▶ TRY IT
Identify all lines of the data containing the string "face" and copy them.

[Records drawn from a dataset]
↓

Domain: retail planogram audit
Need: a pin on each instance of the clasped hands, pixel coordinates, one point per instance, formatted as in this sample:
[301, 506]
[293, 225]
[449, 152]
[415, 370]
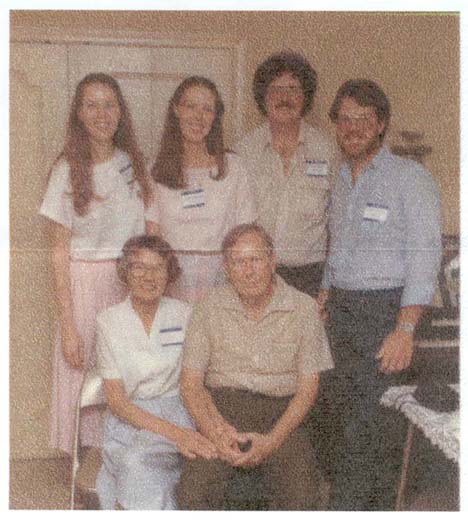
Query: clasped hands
[242, 449]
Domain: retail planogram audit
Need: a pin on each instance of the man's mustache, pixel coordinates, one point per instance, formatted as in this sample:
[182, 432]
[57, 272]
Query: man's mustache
[284, 104]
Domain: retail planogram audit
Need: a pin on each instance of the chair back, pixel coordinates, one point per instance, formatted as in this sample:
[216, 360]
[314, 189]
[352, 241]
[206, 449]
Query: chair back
[91, 394]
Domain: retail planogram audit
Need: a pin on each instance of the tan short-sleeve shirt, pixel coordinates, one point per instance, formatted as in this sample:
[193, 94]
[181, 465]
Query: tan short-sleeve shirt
[265, 356]
[293, 208]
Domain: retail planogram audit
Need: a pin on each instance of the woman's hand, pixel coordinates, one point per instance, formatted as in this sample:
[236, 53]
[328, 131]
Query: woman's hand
[72, 346]
[193, 444]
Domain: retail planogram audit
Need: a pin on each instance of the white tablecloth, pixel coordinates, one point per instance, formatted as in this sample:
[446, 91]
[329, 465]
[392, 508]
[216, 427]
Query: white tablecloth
[442, 429]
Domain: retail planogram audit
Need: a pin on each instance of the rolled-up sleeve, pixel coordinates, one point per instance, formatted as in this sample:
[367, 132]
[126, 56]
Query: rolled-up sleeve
[314, 353]
[106, 363]
[423, 250]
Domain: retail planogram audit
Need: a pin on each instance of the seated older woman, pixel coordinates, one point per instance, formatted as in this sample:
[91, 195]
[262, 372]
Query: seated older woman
[139, 344]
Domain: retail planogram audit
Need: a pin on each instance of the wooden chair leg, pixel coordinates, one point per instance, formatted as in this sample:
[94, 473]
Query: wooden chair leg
[405, 467]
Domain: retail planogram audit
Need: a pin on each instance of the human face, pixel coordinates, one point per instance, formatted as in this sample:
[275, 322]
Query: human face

↑

▶ ANSWER TO THIS PROBLEM
Need: a pin on each instance of the human face, pixel coordinates, one point per instance, formatted as in this sample:
Query: human face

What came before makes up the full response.